### Stated task:
In the profile of Randy Sexton, write out the passage starting at "Randy Sexton (born" and ending at "in Ottawa, Ontario.", swapping "Minnesota Wild" for "Dallas Stars".

### Selected text:
•••
- Born: July 24, 1959 (age 67) Brockville, Ontario, Canada
- Occupations: Senior Advisor to the General Manager, Minnesota Wild

= Randy Sexton =

Canadian ice hockey manager

Randy Sexton (born July 24, 1959) is a Canadian ice hockey executive, businessman and former athlete. He is the Senior Advisor to the General Manager for the Minnesota Wild. He was the assistant general manager for the Buffalo Sabres of the National Hockey League (NHL) and general manager of the Rochester Americans of the American Hockey League from 2017 to 2020. Prior to that, he was the director of amateur scouting for the Pittsburgh Penguins and general manager of the Ottawa Senators and the Florida Panthers of the NHL. He was also one of the founders of the Ottawa Senators NHL club in Ottawa, Ontario.

==Career==
Born in Brockville, Ontario, Randy Sexton attended St. Lawrence University from 1978 until 1982 on a hockey scholarship after playing for the Cornwall Royals. He served as team captain during his final two seasons, earning awards including All-American honors, Senior Male Athlete of the Year, Most Valuable Player and the Brian P. Doyle Leadership Award. From 1983 to 1985 he served as an assistant coach with St. Lawrence, while also handling scouting and recruiting responsibilities. He later earned a master's degree in business administration (MBA) from Clarkson University.

In 1989, Sexton was vice-president of Terrace Investments, a commercial development firm in Ottawa. Bruce Firestone, then president & CEO, developed the idea of reviving NHL hockey in Ottawa, adopting for the club the old Ottawa Senators name. In the original plan, their privately financed arena would anchor a new 'West Terrace' 'mini-city' land development in Kanata, Ontario on class "A" farmland. Sexton, along with Firestone and Cyril Leeder were the principal persons behind the successful drive to win a new NHL franchise in 1990.

Sexton would later be named general manager by majority owner Rod Bryden in 1993 and served until 1995. He was Ottawa's general manager at the 1993 NHL entry draft where he selected Alexandre Daigle. He would sign Daigle to a record-breaking salary for a rookie. The contract would lead the league to put restrictions on rookie contracts. He was fired in December 1995 due to the poor performance of the hockey club in the 1995–96 season.
•••
### Items:
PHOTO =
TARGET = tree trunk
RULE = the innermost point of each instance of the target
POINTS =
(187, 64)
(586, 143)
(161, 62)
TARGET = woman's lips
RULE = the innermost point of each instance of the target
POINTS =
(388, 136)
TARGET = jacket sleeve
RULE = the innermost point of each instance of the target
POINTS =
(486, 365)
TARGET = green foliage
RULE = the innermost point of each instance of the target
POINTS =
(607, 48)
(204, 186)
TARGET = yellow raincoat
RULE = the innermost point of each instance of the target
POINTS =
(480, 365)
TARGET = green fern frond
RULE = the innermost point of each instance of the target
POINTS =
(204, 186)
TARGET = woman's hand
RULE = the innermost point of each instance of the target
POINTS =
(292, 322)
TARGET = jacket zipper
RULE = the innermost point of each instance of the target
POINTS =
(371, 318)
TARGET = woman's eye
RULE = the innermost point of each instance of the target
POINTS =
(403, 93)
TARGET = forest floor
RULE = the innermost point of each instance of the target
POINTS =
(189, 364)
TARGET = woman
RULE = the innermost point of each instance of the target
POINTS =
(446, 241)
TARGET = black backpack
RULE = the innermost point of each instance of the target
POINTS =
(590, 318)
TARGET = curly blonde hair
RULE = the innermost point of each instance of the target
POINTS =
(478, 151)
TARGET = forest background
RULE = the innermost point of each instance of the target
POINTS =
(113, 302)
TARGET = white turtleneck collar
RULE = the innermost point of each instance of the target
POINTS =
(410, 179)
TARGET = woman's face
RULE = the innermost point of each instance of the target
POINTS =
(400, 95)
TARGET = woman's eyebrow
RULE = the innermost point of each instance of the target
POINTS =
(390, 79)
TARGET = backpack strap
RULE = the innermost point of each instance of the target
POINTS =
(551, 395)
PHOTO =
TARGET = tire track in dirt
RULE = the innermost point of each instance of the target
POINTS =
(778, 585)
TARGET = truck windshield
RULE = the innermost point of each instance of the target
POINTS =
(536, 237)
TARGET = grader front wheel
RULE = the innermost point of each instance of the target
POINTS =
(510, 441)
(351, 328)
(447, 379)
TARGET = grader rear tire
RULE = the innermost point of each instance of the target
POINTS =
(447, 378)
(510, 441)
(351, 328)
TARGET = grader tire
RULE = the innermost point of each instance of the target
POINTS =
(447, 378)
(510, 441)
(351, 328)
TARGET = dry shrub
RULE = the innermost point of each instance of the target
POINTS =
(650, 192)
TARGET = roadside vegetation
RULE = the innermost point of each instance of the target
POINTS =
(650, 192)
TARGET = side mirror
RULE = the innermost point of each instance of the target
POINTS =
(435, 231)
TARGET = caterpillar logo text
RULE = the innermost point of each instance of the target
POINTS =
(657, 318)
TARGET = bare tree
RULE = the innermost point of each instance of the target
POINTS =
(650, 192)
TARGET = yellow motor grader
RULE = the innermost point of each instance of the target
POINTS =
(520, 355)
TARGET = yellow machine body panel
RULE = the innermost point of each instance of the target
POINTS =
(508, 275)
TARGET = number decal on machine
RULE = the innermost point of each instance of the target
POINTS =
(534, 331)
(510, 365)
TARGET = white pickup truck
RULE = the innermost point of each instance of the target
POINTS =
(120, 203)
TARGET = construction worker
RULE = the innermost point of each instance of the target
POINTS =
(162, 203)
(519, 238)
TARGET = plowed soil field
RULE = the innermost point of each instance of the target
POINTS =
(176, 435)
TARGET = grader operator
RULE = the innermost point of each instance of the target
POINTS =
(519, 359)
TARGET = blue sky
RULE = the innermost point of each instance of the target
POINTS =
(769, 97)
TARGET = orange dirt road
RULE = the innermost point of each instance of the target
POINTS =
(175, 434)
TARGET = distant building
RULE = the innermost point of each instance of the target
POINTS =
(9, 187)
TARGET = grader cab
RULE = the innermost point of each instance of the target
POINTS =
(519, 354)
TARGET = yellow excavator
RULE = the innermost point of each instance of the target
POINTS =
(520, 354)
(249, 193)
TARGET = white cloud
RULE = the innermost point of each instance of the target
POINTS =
•••
### Correct result:
Randy Sexton (born July 24, 1959) is a Canadian ice hockey executive, businessman and former athlete. He is the Senior Advisor to the General Manager for the Dallas Stars. He was the assistant general manager for the Buffalo Sabres of the National Hockey League (NHL) and general manager of the Rochester Americans of the American Hockey League from 2017 to 2020. Prior to that, he was the director of amateur scouting for the Pittsburgh Penguins and general manager of the Ottawa Senators and the Florida Panthers of the NHL. He was also one of the founders of the Ottawa Senators NHL club in Ottawa, Ontario.